## EXERCISE OBJECTIVE
Output all of the listing, leaving every line exactly as written.

## DATA TO USE
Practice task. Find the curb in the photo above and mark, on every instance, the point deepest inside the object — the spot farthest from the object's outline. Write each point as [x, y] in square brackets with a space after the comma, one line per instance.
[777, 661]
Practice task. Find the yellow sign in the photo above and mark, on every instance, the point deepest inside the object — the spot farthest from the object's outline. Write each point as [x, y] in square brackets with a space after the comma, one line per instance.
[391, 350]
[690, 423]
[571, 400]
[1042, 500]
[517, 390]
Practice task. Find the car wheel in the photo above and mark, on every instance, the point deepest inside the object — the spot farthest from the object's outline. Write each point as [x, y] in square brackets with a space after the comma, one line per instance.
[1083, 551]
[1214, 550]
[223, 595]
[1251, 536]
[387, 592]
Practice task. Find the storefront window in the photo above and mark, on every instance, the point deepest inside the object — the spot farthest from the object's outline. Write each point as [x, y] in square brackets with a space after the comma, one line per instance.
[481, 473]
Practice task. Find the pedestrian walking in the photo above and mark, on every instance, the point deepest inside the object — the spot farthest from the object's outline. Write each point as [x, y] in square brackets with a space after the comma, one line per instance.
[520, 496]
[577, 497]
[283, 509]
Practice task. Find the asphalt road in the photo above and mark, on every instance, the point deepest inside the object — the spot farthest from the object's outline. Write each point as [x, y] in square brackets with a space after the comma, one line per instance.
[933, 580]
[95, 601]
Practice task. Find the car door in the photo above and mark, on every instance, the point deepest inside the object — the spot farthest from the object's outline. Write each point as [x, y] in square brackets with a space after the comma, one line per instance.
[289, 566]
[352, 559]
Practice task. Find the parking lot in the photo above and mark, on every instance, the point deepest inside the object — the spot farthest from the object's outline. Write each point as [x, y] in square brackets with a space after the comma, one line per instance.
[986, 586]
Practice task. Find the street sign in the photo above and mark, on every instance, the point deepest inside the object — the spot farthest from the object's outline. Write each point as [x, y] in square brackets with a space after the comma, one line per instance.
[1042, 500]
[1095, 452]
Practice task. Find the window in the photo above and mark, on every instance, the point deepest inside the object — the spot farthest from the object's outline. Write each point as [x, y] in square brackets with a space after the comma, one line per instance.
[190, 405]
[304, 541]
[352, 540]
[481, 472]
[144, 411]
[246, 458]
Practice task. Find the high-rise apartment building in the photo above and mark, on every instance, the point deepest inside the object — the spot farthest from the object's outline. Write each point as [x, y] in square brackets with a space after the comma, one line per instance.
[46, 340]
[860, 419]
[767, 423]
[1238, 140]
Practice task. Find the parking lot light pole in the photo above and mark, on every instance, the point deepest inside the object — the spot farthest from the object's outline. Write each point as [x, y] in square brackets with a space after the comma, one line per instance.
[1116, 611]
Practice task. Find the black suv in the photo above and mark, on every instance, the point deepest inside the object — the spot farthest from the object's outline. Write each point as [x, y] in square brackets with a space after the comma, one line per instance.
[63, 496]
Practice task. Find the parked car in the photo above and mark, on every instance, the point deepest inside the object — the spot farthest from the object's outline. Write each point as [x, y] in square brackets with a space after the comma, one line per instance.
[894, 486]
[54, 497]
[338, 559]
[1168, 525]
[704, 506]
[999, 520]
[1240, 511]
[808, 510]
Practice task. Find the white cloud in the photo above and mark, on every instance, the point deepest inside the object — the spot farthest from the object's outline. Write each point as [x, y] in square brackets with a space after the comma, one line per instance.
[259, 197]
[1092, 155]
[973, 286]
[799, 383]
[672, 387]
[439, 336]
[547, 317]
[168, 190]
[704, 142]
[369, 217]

## RESULT BELOW
Practice task. Find the curb in the photo above and mark, on every instance, the point deepest inside the object — the spot farthest from the object's outline. Write each point as [x, y] in square brackets with a space after the comma, one line per instance.
[777, 661]
Practice task. Find the yellow sign in the photo above and mark, on every instance, the point deepest inside the object — the spot farthest from the object's outline. Write each point as [x, y] in square brackets with a space after the comma, one line per instance.
[391, 350]
[690, 423]
[571, 400]
[1042, 500]
[517, 390]
Practice task. Find the car wheel in the photo above and mark, on every instance, the point deepest inside the object — the spot farthest from the object's outline. Write each point as [x, y] in square brackets with a space after the comma, one line per instance.
[1083, 551]
[1214, 550]
[223, 595]
[1251, 536]
[387, 592]
Practice task. Find the storefront window in the photo above and mark, on every instance, the point deepest inside the object — the spot farthest from the object's outline. Write each point as [x, y] in square brackets with a space after the comma, one line per instance.
[481, 473]
Practice task. Find the pedestrian walking in the photo above and mark, on every instance, the point deepest inside the object — the spot farthest from the object's outline. Write each point as [x, y] in square brackets with a space after the comma, one line per instance.
[520, 496]
[577, 497]
[283, 509]
Practice task. Find the asphalt road in the photo above and mark, on every instance, the point deepest inside the object — the spot farthest from the object's outline. Write each point as [x, y] in square brackets with a space after the comma, one line per instance.
[933, 580]
[95, 601]
Practice task. Find the car door in the photo above and mark, on every instance, the point deepest inside the object — the spot farthest from the object's outline. Write each point as [x, y] in square brackets with a space after the comma, one line per instance.
[289, 566]
[352, 559]
Practice task. Find the parking lot in the photo above and mark, on every instance, the point deepest inside the object — the spot farthest from the object's outline. Write each point as [x, y] in square brackets with a space after the comma, one line per instance.
[986, 586]
Practice task. Find the street sign in the photo above and mark, on every instance, the point deepest inside the object — the spot farthest from the object's outline. Write each point as [x, y] in square brackets with a space after the comma, one line per instance.
[1042, 500]
[1095, 452]
Practice task. Find the window in the photo above and mark, on every instance, the point deepest inside the object — the spot farthest from the object's outline. Write each point as [x, y] in square brackets with a space after the comma, one line per instance.
[190, 405]
[304, 541]
[352, 540]
[481, 472]
[144, 411]
[246, 458]
Practice task. Find the high-rise apartment building in the photo above and mark, on every instance, the point deepest inside the object — the spot farthest from the object's outline. Write each point as [x, y] in square brackets with a space after the comma, one line per instance.
[46, 340]
[860, 419]
[767, 423]
[1238, 140]
Practice task. Find the parking lot light pole in the photo above and mark, on every instance, the point deepest inside the object — the spot farthest from the object's outline. Write each point as [x, y] in square brackets with a space after the comma, one line per instance.
[1116, 611]
Practice task. Find the black suv in the photo above and mark, on every instance, the point deepest inside the object — the spot farthest from the object's outline. Write each point as [x, y] in square brackets with a space after the comma, one line per instance.
[63, 496]
Practice task. Find the parked car in the photo above and mark, on every instance, the point deepest inside the object — the spot farthest from the object's outline. Write each point as [x, y] in square brackets with a space after the comma, one line per instance.
[894, 486]
[54, 497]
[338, 559]
[1168, 525]
[704, 506]
[999, 520]
[1240, 511]
[808, 510]
Practice task. Find the white cloud in the photo above and mark, on every instance, the point deepest inside the object — the spot farthest from the object's outline. Write each point as [x, y] in square brackets with a space after the comma, one line per instance.
[259, 197]
[1092, 155]
[973, 286]
[799, 383]
[672, 387]
[439, 336]
[547, 317]
[168, 190]
[704, 142]
[369, 217]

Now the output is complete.